## Source passage
# Where to get natural gravel?



## matti2uude (Jan 10, 2009)

I wanted to know where is the best/cheapest place to get small size natural gravel. I'm looking to get at least 50 pounds.


----------



## redrobster (Mar 3, 2010)

*colours?*

What colour are you looking for?


----------



## matti2uude (Jan 10, 2009)

Any natural colour if the price is right.


----------



## dl88dl (Mar 8, 2010)

matti2uude said:


> I wanted to know where is the best/cheapest place to get small size natural gravel. I'm looking to get at least 50 pounds.


When you say small size...how small?


----------



## matti2uude (Jan 10, 2009)

Small like 2-3mm.


----------



## shadow_cruiser (Jan 26, 2010)

Lowe's and Rona has pea gravel. You'll have to wait until its garden season as I found its a seasonal thing. This gravel looks spectacular and very natural. I think its about $10 for 50 pounds

This is it pictured below (after a GOOD washing)


----------



## AquaNeko (Jul 26, 2009)

Matt,

Kennedy & Steeles ( P.Mall) there is a garden center there. Been around since forever. I recall pea gravel being sold there. For the price of 50lbs at a pet store you can get nearly 4-5 times that amount here.

It is natural color. Hell only one color only thus why it's so damn cheap. Aquarium gravel from all my research (also from the Aquaponics gardening research as well with many of those people fish keepers & gardeners) is that the gravel you buy in the aquarium places is pea gravel that has been gone through 1-2 washings, packaged up in a fancy looking bag, optionally colored, then charged a primium (sp) in price. Only advantage to aquarium gravel is more color choices then plain pea gravel well that an from all accounts I've read aquarium gravel needs about 50% less washing then plain pea gravel. So you save some work that's all for that high priced gravel.

## Direction
Carry the forum thread above about buying natural gravel further, picking up after its final sentence.

## Position identification records
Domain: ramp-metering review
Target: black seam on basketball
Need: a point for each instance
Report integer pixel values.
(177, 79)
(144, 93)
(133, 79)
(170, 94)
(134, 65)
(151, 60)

## Answer to the problem
If you have a small car of weight issue (injury/etc) when I spoke with that location before they would split it down for you into two bags. IIRC it was ~$3 bucks for ~50lbs. I have their card somewhere... I'll post it when I find it.

I have used both before and I agree with some of the research I've done that washing pea gravel takes a bit longer for the same amount you're washing vs. aquarium gravel but it is cheaper.


----------



## AquaNeko (Jul 26, 2009)

Ok found it.

http://www.millikenfarms.com/ -main site

http://millikenfarms.com/gardensupplies.html - pea gravel page. $4.99


----------



## dl88dl (Mar 8, 2010)

matti2uude said:


> Small like 2-3mm.


I do have that size 2-3mm in natural color over 100 lbs. PM me if you are interested


----------



## matti2uude (Jan 10, 2009)

Thanks for the responses.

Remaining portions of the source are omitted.